Exercise instructions: Rewrite the data below as a numbered list, starting with the line that contains "windshield in this UI." and going on through the line that contains "xmin=554 ymin=95 xmax=580 ymax=147". Leave out any blank lines.

Extracted entries:
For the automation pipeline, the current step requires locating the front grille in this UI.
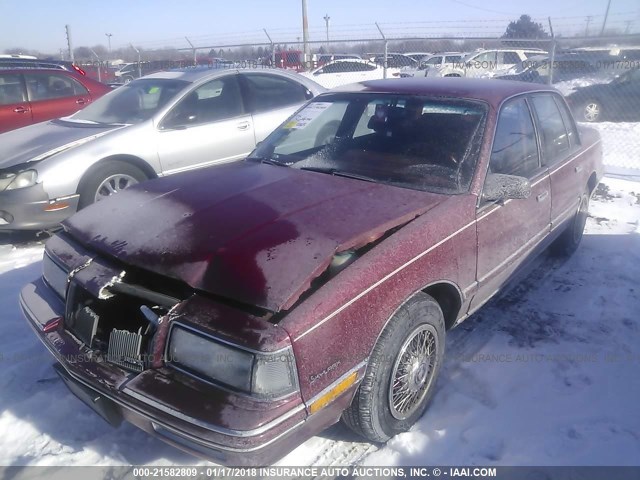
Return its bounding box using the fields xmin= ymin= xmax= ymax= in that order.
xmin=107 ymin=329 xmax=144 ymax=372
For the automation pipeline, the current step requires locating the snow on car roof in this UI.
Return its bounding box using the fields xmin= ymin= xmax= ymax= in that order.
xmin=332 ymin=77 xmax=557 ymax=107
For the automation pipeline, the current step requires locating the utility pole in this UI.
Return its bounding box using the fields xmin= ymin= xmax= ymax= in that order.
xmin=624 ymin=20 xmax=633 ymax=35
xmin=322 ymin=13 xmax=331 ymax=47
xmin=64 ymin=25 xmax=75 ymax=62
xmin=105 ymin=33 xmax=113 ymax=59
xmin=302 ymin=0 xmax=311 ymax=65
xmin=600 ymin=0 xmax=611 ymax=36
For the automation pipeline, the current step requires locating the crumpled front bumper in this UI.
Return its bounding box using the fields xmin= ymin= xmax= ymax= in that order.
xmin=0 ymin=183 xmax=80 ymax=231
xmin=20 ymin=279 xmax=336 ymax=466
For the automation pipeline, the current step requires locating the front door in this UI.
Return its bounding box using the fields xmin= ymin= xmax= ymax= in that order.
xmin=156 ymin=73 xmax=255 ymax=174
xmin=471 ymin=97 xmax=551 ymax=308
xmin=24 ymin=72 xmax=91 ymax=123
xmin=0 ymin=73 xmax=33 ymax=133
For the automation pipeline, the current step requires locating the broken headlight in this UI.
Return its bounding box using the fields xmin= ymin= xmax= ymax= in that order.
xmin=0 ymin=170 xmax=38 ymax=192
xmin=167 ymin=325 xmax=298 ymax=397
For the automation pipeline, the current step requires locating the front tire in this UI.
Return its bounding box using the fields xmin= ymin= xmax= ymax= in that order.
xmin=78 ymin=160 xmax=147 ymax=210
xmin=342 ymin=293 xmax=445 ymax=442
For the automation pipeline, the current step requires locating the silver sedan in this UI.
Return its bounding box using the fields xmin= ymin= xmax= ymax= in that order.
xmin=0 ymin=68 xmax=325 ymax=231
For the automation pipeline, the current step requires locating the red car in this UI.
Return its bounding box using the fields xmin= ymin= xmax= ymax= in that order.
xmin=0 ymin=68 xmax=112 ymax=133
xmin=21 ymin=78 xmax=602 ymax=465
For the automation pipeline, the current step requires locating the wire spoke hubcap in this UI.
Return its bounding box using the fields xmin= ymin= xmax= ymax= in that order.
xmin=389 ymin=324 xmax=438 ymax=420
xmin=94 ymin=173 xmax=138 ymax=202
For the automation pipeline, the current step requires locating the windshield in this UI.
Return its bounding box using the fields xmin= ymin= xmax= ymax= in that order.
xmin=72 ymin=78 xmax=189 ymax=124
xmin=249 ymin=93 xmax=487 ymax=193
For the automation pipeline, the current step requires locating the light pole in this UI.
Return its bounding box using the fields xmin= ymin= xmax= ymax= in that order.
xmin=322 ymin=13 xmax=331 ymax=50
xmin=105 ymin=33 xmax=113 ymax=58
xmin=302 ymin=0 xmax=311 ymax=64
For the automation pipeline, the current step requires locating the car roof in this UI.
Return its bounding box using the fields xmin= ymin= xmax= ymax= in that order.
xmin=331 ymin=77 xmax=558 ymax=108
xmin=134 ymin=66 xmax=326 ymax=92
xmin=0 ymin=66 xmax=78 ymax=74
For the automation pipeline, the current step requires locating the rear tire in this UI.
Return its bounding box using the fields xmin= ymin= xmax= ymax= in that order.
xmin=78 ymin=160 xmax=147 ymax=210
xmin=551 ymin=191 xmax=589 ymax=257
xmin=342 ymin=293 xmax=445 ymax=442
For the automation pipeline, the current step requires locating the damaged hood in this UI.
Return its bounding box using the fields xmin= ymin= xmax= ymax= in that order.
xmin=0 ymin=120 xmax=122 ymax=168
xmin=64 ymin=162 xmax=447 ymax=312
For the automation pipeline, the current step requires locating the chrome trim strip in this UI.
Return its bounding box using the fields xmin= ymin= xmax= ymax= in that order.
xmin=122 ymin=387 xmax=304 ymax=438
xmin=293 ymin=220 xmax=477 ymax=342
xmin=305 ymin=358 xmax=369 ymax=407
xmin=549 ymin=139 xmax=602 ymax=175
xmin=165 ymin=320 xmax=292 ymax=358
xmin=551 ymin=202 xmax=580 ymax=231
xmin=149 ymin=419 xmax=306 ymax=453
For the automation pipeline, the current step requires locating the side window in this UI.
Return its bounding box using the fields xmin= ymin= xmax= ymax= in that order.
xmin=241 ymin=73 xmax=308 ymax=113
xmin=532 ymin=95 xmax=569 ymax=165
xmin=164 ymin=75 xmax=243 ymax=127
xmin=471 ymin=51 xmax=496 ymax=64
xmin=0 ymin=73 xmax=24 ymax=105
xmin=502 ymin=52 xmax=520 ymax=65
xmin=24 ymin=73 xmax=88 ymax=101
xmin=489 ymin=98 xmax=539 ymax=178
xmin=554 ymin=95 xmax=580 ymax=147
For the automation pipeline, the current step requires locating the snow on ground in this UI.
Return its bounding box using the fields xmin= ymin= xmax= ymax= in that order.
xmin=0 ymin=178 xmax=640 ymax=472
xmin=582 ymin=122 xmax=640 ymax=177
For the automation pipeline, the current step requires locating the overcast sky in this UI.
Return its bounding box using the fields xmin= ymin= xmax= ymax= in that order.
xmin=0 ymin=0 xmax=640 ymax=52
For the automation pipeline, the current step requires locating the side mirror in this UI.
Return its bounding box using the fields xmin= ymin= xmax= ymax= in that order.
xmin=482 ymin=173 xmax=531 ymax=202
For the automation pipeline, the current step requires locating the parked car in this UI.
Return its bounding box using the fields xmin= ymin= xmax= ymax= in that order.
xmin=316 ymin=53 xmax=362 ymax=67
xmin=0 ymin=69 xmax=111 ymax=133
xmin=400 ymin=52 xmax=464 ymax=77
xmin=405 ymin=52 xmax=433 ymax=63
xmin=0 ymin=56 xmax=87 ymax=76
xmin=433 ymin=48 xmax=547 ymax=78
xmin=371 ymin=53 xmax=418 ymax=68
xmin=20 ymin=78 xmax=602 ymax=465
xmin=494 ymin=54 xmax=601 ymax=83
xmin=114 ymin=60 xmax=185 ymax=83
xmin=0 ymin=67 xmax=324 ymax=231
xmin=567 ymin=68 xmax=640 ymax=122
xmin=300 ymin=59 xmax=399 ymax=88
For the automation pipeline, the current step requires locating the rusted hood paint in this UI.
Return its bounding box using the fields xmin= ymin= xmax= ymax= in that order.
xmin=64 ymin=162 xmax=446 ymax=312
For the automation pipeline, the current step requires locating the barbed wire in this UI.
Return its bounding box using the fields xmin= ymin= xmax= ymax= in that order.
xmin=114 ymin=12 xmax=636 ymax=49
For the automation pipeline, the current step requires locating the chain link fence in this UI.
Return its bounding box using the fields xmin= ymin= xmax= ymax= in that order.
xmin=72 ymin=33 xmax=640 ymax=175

--

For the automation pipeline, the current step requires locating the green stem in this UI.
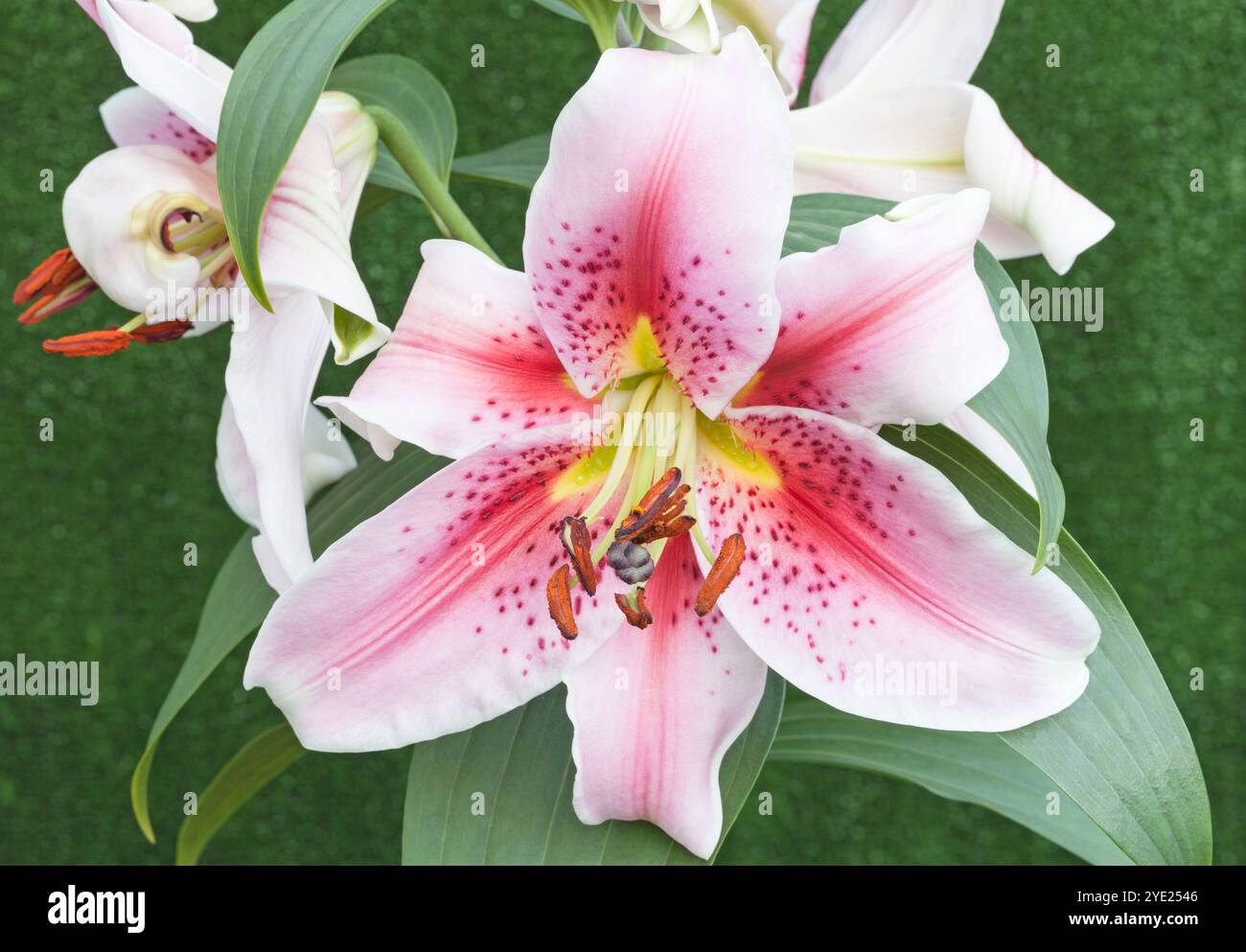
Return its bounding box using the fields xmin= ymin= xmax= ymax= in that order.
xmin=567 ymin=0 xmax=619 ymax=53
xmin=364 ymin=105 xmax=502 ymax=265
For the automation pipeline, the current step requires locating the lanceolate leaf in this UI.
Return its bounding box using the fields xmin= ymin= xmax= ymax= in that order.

Finished answer:
1. For the automation pipeline, the current step requires locating the windshield in this UI.
2. Return its bounding box using the fields xmin= ymin= xmax= ymax= in that order.
3. xmin=72 ymin=78 xmax=189 ymax=124
4. xmin=249 ymin=93 xmax=487 ymax=193
5. For the automation pipeline, the current step requires locating the light pole in this UI.
6. Return its bounding box using the fields xmin= ymin= xmax= ymax= in that order.
7. xmin=322 ymin=13 xmax=331 ymax=50
8. xmin=105 ymin=33 xmax=113 ymax=58
9. xmin=302 ymin=0 xmax=311 ymax=64
10. For the automation pipeline, the current step requires locating the car roof in this UI.
11. Return its bounding box using the fields xmin= ymin= xmax= ymax= in that order.
12. xmin=331 ymin=77 xmax=558 ymax=108
13. xmin=134 ymin=66 xmax=326 ymax=92
14. xmin=0 ymin=66 xmax=78 ymax=74
15. For the automation pipeline, the current step requires locating the rear tire in this UI.
16. Return its bounding box using the fields xmin= ymin= xmax= ymax= in that order.
17. xmin=78 ymin=160 xmax=147 ymax=210
18. xmin=551 ymin=191 xmax=589 ymax=257
19. xmin=342 ymin=293 xmax=445 ymax=442
20. For the automation pipeline, the current step requires locating the damaged hood in this UI.
21. Return its bounding box using the fields xmin= ymin= xmax= ymax= in that order.
22. xmin=0 ymin=120 xmax=122 ymax=168
23. xmin=64 ymin=162 xmax=447 ymax=312
24. For the automation pipeline, the current step requires locating the chrome trim strip in this UI.
25. Return its bounding box using the fields xmin= ymin= xmax= ymax= in that order.
26. xmin=122 ymin=387 xmax=304 ymax=438
27. xmin=293 ymin=220 xmax=477 ymax=342
28. xmin=305 ymin=358 xmax=369 ymax=407
29. xmin=549 ymin=139 xmax=602 ymax=175
30. xmin=165 ymin=320 xmax=292 ymax=358
31. xmin=551 ymin=202 xmax=580 ymax=231
32. xmin=149 ymin=419 xmax=306 ymax=453
33. For the automation pipeline, the current step requires locating the side window in this UI.
34. Return its bounding box using the fields xmin= ymin= xmax= ymax= in that order.
35. xmin=241 ymin=73 xmax=308 ymax=113
36. xmin=532 ymin=95 xmax=569 ymax=165
37. xmin=164 ymin=75 xmax=243 ymax=127
38. xmin=471 ymin=51 xmax=496 ymax=64
39. xmin=0 ymin=73 xmax=24 ymax=105
40. xmin=502 ymin=52 xmax=520 ymax=65
41. xmin=24 ymin=73 xmax=88 ymax=101
42. xmin=489 ymin=98 xmax=539 ymax=178
43. xmin=554 ymin=95 xmax=580 ymax=147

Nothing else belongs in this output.